• [Passage to read]:
──────────────────────────────

# Proper Term for Related Variables in Regression

#### Peter Olesiuk

##### New Member
I am looking for the proper term for a regression/correlation that is artificially inflated due to the two variables being related by a common factor. I'm a biologist trying to determine if birth intervals increase with age. I initially fitted a regression between the birth interval and the age at the end of the birth interval, but I think that approach is biased and artificially introduces a positive relationship. Age at the end of the birth interval is equal to the age at the beginning of the interval plus the birth interval. The birth interval is thus a component of both the dependent and independent variables. Even if there is no relationship between age and birth interval, and birth intervals are random, I would get a positive relationship because animals tend to be older at the end of long birth intervals. If I regress the birth interval on age at the beginning of the birth interval, I can eliminate this bias. I recall there being a term for such a biased regression, but can't remember what it is.

──────────────────────────────

(Extracted records)
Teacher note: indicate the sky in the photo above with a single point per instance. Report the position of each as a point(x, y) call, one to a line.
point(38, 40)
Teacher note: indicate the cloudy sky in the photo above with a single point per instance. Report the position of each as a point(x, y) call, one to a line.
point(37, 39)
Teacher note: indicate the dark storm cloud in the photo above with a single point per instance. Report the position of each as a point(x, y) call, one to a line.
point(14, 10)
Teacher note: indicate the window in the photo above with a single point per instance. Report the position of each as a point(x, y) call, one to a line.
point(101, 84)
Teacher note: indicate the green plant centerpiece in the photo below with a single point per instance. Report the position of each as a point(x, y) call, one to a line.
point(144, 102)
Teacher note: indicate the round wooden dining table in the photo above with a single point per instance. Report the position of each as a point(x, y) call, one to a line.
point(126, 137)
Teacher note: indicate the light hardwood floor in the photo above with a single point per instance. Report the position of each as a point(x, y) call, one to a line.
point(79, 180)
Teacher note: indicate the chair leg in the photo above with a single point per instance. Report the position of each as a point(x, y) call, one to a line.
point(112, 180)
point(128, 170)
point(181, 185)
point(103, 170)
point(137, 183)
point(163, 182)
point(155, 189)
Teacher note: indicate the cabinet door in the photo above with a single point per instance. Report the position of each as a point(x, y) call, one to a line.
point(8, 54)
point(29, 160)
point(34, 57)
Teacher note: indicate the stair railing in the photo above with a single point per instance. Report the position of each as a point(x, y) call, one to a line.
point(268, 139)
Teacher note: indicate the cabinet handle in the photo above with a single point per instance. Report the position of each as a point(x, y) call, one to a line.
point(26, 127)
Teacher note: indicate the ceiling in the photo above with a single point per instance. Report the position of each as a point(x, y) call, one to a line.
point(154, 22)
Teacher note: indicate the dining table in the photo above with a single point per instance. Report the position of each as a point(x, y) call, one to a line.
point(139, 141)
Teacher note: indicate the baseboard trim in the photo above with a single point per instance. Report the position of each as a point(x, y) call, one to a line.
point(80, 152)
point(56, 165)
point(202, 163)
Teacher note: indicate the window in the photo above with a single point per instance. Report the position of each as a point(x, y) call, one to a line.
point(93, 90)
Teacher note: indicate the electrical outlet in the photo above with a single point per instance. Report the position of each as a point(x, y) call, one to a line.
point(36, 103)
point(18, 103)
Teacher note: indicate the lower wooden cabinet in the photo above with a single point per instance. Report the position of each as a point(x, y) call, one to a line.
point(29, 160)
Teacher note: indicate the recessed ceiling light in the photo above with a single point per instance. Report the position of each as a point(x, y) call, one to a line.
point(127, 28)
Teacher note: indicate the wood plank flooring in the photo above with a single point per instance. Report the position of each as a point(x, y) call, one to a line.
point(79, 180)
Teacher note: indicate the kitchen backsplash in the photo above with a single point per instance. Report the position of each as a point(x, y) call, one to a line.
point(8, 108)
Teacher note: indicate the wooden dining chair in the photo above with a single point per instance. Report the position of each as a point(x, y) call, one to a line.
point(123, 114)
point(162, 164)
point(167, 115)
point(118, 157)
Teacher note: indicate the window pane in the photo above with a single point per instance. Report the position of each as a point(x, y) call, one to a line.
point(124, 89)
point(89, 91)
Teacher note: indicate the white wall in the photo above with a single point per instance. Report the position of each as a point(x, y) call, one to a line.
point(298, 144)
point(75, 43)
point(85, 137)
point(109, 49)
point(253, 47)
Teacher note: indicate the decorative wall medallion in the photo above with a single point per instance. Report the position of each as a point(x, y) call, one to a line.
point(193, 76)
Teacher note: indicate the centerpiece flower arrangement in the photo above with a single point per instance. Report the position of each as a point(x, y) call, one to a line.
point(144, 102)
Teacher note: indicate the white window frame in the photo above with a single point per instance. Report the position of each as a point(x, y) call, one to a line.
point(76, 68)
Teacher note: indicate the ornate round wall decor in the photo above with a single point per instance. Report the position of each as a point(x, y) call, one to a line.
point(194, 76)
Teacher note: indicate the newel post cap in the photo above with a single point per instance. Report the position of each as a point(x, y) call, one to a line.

──────────────────────────────

• [What you should do]:
Continue the post about a biased regression of birth interval on age, picking up after its final sentence.

• [Response]:
#### hlsmith

##### Less is more. Stay pure. Stay poor.
If both variables have a common cause or partial common cause it would be a confounded relation also sometimes referred to as a spurious association. There are many other scenarios, but this might be the one you are looking for.

Welcome to the forum!

#### Peter Olesiuk

##### New Member
hlsmith, thank you for the prompt response. "Spurious" may be the proper term, but in my case the relationship isn't due to correlation with a third unidentified variable, but more of a mathematical artefact. I initially found (and published) a small but significant negative correlation between birth interval and age at the end of the birth interval, indicating reproductive rates slow with age. But I'm now thinking the correlation was an artefact and have gone back and found no correlation between birth interval and age at the beginning of the interval, indicating reproductive rates don't slow with age.

If X=Age at Beginning of Birth Interval and Y=Birth Interval, my first approach was equivalent to regressing Y on X+Y which introduces an artificial relation without involving any 3rd variable. My second approach is equivalent to regressing Y on X which appear to be independent.

#### hlsmith

##### Less is more. Stay pure. Stay poor.
What do you mean by birth interval? Please provide a small data sample, so I can follow along (data can be made up).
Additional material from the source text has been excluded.